BEGIN Records for the exercise
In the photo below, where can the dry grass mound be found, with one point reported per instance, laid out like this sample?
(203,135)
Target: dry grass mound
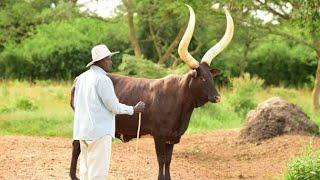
(275,117)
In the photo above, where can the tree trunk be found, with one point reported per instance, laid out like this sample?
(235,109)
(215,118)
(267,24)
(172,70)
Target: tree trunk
(133,39)
(172,46)
(244,61)
(316,89)
(154,39)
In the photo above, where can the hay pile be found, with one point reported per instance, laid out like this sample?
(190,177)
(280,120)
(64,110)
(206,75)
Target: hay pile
(275,117)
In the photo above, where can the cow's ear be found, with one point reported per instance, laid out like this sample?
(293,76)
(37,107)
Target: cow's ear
(194,73)
(215,72)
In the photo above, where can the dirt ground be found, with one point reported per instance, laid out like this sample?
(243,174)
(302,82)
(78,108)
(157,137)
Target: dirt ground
(213,155)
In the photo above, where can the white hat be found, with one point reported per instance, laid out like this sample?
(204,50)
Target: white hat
(99,52)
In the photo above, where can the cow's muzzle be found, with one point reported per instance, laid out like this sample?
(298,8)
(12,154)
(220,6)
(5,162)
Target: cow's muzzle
(214,99)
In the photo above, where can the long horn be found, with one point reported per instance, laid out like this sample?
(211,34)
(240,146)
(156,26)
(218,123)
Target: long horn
(215,50)
(185,41)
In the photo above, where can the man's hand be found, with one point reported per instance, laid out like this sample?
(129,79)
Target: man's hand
(139,107)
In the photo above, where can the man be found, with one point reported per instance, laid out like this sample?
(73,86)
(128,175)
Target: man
(95,105)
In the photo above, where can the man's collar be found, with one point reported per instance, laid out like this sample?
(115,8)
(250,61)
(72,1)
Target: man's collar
(98,69)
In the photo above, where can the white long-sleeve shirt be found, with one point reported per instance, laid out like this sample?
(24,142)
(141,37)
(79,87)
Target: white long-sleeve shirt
(95,104)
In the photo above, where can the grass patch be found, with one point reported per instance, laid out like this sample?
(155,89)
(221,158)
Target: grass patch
(306,166)
(42,108)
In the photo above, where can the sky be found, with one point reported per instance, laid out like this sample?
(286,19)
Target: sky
(103,8)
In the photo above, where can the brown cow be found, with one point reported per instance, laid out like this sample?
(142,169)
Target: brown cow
(170,101)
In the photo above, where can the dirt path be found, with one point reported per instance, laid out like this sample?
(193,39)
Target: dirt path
(214,155)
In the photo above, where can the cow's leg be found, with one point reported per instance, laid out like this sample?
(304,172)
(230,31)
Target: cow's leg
(168,153)
(75,154)
(160,150)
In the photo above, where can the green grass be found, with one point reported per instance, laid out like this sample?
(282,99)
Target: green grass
(42,109)
(306,166)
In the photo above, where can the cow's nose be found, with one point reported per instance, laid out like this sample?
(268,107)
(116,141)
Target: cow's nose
(214,98)
(217,98)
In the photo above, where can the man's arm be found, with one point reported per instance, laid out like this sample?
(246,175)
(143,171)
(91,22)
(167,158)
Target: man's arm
(106,92)
(72,97)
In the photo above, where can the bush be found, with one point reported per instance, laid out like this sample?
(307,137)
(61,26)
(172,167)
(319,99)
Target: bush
(60,50)
(141,67)
(24,103)
(305,167)
(281,62)
(243,97)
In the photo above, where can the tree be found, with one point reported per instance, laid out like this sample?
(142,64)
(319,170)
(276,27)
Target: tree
(296,20)
(133,38)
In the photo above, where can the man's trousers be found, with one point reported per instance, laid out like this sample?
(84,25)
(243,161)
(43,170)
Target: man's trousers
(95,158)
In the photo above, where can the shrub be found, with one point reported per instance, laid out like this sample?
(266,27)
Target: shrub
(24,103)
(305,167)
(141,67)
(60,50)
(6,109)
(243,97)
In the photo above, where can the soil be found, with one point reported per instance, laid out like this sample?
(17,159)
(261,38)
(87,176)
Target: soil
(275,117)
(212,155)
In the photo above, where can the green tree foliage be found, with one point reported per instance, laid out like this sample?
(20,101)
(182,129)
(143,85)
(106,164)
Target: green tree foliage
(306,166)
(282,62)
(19,18)
(60,50)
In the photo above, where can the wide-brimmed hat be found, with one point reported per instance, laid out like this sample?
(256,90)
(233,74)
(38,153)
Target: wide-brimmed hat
(99,52)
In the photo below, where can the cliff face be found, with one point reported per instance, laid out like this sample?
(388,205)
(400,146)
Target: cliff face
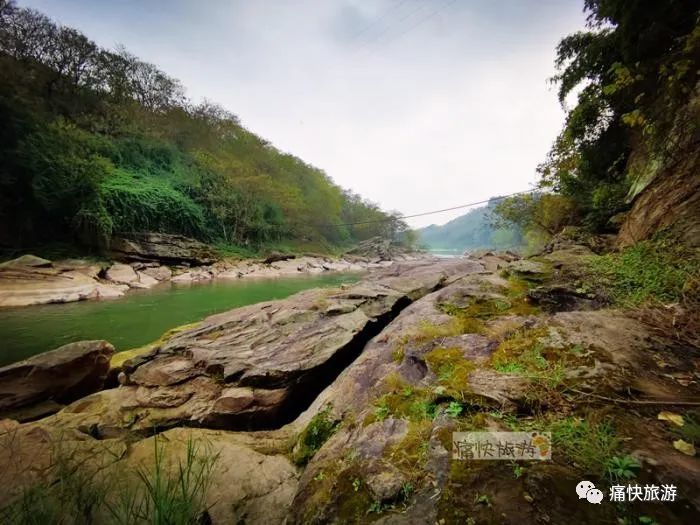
(666,187)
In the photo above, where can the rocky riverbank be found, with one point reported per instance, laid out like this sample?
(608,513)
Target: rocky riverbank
(338,405)
(31,280)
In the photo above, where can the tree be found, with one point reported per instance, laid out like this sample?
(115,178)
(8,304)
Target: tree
(636,64)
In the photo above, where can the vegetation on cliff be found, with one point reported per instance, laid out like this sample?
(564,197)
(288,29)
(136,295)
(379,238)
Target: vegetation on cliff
(634,77)
(97,141)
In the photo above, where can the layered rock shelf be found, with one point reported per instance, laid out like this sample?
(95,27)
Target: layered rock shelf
(338,405)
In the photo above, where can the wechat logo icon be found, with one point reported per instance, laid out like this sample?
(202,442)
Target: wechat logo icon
(587,490)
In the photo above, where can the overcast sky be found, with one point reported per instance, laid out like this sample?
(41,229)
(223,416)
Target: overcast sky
(415,104)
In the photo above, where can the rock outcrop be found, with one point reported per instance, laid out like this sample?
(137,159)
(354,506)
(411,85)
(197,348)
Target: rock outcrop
(373,379)
(261,365)
(30,280)
(62,375)
(161,247)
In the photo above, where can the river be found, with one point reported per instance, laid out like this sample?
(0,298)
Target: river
(142,315)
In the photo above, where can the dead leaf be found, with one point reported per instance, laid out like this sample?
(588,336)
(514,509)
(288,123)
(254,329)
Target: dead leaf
(671,417)
(682,446)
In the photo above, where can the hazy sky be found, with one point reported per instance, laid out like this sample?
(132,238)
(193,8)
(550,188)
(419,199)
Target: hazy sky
(415,104)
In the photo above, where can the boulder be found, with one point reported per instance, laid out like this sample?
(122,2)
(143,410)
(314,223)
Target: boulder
(65,374)
(121,274)
(260,365)
(161,247)
(144,281)
(159,273)
(277,256)
(30,285)
(31,261)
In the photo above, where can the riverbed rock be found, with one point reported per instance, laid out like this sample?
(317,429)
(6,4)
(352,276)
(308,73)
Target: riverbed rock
(161,247)
(121,274)
(30,285)
(28,260)
(159,273)
(65,374)
(258,365)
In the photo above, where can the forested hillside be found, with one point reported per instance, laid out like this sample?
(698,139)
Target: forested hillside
(470,231)
(628,156)
(96,142)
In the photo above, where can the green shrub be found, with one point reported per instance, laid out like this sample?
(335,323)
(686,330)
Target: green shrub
(318,431)
(140,203)
(657,269)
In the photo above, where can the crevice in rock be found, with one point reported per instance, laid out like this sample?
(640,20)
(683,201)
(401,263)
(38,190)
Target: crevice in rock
(312,383)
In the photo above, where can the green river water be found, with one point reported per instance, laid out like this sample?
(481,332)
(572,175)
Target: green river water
(141,316)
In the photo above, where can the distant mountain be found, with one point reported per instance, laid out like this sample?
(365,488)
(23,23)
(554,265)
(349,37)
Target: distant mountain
(470,231)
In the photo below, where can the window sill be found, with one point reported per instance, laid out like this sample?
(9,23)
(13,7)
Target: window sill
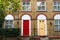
(41,11)
(26,11)
(56,11)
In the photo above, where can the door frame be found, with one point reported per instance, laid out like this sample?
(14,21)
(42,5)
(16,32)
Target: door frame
(39,18)
(27,17)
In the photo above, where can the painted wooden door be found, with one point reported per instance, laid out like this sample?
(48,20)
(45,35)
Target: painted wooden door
(41,27)
(25,27)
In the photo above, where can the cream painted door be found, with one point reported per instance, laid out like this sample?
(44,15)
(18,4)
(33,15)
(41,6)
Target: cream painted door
(42,27)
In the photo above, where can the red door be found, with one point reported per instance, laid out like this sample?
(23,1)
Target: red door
(25,27)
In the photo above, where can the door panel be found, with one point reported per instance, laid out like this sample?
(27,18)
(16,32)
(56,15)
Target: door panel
(42,27)
(25,27)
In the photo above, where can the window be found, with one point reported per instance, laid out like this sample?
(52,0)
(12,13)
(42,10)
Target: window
(57,22)
(57,25)
(41,6)
(26,6)
(8,23)
(56,6)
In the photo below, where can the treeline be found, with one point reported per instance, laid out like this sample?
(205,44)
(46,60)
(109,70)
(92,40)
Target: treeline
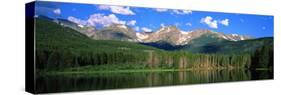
(61,59)
(59,48)
(263,57)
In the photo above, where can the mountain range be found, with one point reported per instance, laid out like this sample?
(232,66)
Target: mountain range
(172,38)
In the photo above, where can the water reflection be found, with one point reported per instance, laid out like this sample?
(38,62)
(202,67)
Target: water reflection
(78,82)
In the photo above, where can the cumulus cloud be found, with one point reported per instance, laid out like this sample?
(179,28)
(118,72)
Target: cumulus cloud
(137,28)
(161,10)
(101,19)
(182,12)
(225,22)
(162,25)
(132,22)
(210,22)
(146,29)
(188,24)
(57,11)
(117,9)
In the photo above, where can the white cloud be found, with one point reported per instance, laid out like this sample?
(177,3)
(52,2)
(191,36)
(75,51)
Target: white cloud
(137,28)
(118,9)
(146,29)
(182,12)
(57,11)
(100,19)
(225,22)
(162,25)
(263,28)
(188,24)
(161,10)
(76,20)
(210,22)
(132,22)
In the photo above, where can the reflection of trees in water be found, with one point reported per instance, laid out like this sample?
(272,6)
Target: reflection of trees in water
(58,83)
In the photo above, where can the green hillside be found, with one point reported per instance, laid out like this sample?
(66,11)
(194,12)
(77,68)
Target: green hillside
(60,47)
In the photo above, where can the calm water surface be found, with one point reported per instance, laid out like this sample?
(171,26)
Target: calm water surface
(80,82)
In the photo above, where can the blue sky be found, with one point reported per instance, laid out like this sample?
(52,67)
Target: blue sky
(151,19)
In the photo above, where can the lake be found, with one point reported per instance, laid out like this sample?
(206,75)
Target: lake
(102,81)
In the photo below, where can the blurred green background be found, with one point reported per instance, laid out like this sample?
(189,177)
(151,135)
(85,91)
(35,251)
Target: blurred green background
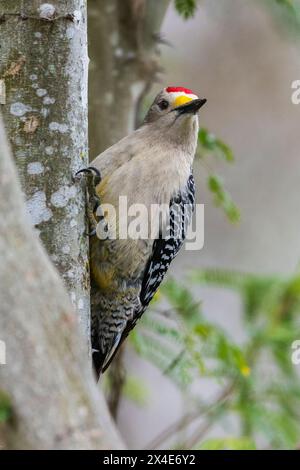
(210,365)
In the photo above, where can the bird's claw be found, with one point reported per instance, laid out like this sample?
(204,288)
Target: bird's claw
(90,171)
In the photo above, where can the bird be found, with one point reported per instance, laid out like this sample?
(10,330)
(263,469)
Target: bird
(150,168)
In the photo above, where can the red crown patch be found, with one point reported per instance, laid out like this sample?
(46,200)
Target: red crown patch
(174,89)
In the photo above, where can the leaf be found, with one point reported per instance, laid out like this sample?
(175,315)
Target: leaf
(211,143)
(136,391)
(186,8)
(228,443)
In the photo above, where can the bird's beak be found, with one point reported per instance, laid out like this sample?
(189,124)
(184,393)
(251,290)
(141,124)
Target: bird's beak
(191,107)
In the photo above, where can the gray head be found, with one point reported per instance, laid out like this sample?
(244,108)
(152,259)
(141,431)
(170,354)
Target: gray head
(174,111)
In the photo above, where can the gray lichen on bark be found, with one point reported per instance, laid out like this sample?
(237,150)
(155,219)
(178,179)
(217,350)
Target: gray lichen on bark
(123,48)
(44,66)
(47,378)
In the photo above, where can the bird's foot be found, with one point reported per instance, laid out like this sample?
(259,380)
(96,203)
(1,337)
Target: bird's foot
(94,211)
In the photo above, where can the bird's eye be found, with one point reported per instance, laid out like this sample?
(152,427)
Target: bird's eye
(163,104)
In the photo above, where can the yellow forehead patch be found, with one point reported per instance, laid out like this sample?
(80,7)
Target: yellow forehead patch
(180,100)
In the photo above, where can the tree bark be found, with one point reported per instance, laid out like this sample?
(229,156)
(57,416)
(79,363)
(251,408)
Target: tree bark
(47,377)
(43,68)
(123,48)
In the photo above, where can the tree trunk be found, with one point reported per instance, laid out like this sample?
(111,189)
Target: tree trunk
(47,379)
(123,48)
(43,73)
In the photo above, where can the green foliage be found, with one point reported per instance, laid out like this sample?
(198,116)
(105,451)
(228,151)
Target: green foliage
(259,384)
(186,8)
(222,198)
(5,407)
(286,14)
(211,144)
(228,443)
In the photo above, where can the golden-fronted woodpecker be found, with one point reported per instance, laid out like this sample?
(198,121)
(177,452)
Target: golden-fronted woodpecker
(152,169)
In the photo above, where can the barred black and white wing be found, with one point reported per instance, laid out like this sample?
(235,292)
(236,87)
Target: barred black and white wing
(166,248)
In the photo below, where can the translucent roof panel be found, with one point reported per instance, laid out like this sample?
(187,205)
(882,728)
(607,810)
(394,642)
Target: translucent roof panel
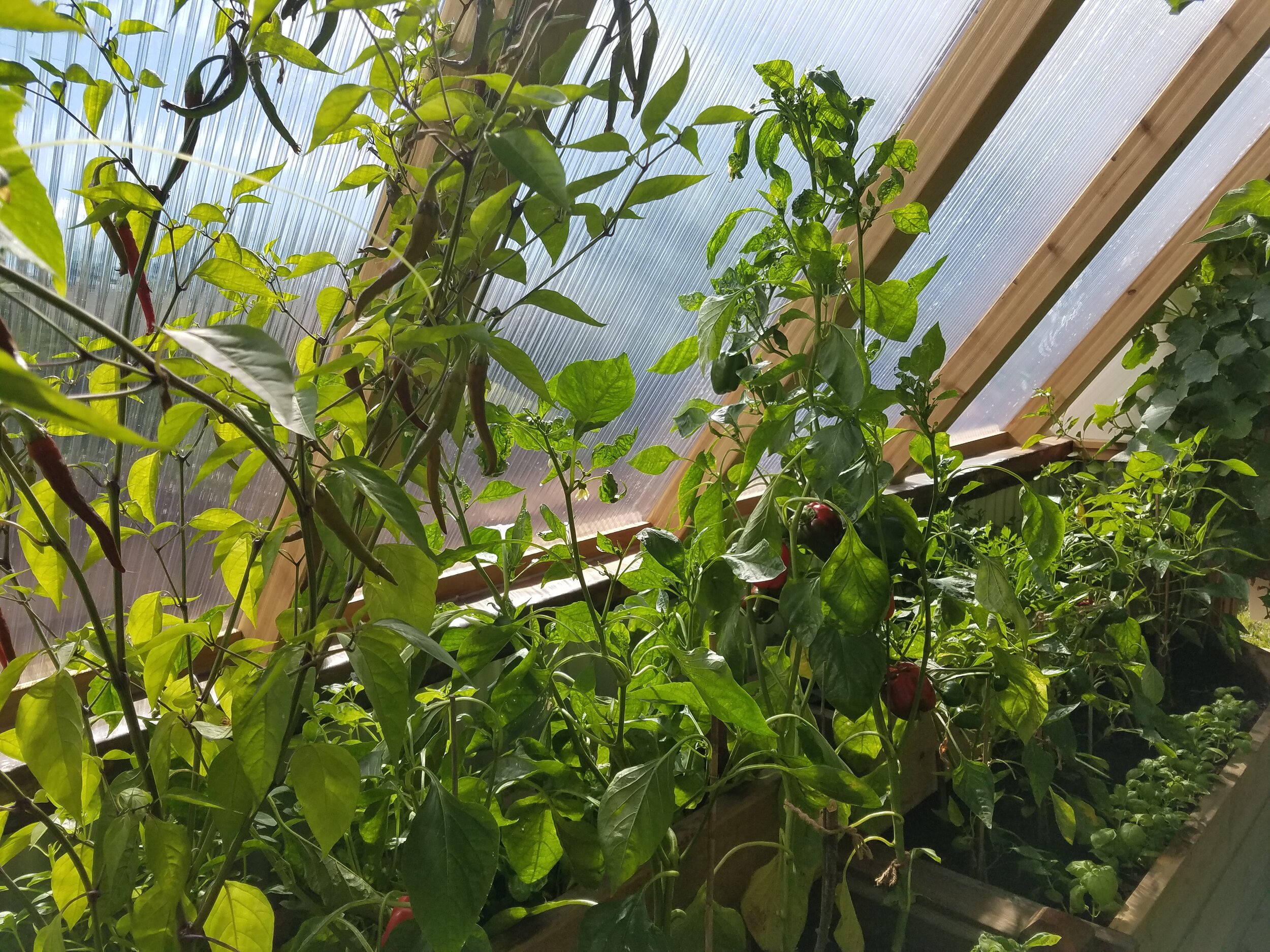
END Records for the exercise
Gather every line in the records above that contains the word "window", and copy each one in full.

• _Reply to the task_:
In the photo below, where can the window sill be found, with one point reported per instance, laid out like this sample?
Target: window sill
In the photo above, where can the window be found, with one point reported per instance, laid out like this sample?
Target: window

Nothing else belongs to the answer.